Ein Brief mit Folgen...

2022-01-03

Anlässlich des Todestages des ECMI Gründervaters und ehemaligen Grenzlandbeauftragten Kurt Hamer, möchten wir  Ihnen heute einen besonderen Brief  zeigen. Die folgenden Zeilen hat Kurt Hamer an den Ministerpräsidenten des Landes Schleswig-Holstein verfasst. Obwohl  der Brief  wegen des Todes von Kurt Hamer (03.01.1991) nicht mehr rechtzeitig abgeschickt werden konnte, haben seine Gedanken die Geschichte des europäischen Zentrums für Minderheiten maßgeblich beeinflusst:

 

An den Ministerpräsidenten des Landes Schleswig-Holstein Herrn Björn Engholm, MdL

Landeshaus

Düsternbrooker Weg

D-2300 Kiel 1

 

Hr. Amtsborgmester

Kresten Philipsen

Sønderjyllands Amtskommune

Amtsgården

Skelbækvej 2

DK-6200 Aabenraa

 

Errichtung eines "Europäischen Zentrums für Minderheitenfragen"

Sehr geehrter Herr Ministerpräsident,

sehr geehrter Herr Amtsbürgermeister,

mit der als Anlage beigefügten "Denkschrift" unterbreite ich Ihnen den Vorschlag, in der deutsch-dänischen Grenzregion ein "Europäisches Zentrum für Minderheitenfragen" (EZM) zu errichten.

Es soll sich dabei um eine international anerkannte wissenschaftliche Einrichtung in der Trägerschaft des Landes Schleswig-Holstein und des Amtes Sønderjylland handeln, die als grenzüberschreitendes Projekt von der Europäischen Gemeinschaft finanziert wird.

Alternativ ist zu prüfen, ob in Verbindung mit dem Europarat eine Trägerschaft unter dem Dach der KSZE in Frage kommt, die sich ebenfalls, zuletzt auf der Konferenz in Kopenhagen über die menschliche Dimension der KSZE, intensiv mit Minderheitenfragen beschäftigt.

Ich bin der Überzeugung, daß die Lösung der Minderheitenfragen in Europa eine der wichtigsten Aufgaben zur Befriedung unseres Kontinents ist. Für die nötigen politischen Entscheidungen reichen die Kenntnisse über die Situation der Minderheiten und die Ursachen ihrer Probleme jedoch nicht aus.

Die Wissenschaft kann dazu beitragen, diese Lücke zu füllen. Es gibt aber in Europa keine zentrale wissenschaftliche Institution, die sich der Erforschung, Darstellung und Vermittlung von Minderheitenproblemen unter gesamteuropäischen Aspekten widmet.

» **Aufgabenstellung**:
In welcher Region soll laut dem Text über Kurt Hamers Brief das "Europäische Zentrum für Minderheitenfragen" errichtet werden? Die Zeilen darunter haben keinen Bezug zum Text über Kurt Hamers Brief.

[Gespeicherte Dateneinträge]
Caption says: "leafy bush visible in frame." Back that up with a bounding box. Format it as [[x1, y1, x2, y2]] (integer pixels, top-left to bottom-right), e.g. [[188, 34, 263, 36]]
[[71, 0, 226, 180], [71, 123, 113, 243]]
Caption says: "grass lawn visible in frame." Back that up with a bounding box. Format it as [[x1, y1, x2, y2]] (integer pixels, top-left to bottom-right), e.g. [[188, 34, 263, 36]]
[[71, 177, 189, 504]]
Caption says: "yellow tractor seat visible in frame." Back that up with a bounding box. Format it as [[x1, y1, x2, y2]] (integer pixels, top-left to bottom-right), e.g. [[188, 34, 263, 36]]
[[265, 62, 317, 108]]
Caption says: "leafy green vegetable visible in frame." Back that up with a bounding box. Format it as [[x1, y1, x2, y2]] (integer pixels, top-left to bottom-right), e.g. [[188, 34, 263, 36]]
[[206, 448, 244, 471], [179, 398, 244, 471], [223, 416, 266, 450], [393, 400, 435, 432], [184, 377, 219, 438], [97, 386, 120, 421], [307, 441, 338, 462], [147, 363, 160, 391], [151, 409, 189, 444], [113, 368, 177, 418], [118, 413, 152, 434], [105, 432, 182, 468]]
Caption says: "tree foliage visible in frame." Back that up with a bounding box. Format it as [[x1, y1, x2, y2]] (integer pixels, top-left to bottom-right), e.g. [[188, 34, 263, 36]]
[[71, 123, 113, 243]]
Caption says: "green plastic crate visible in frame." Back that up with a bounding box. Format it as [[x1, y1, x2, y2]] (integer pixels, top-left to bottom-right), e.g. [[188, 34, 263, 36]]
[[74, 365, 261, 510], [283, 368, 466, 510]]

» **Erwartete Lösung**:
In der deutsch-dänischen Grenzregion.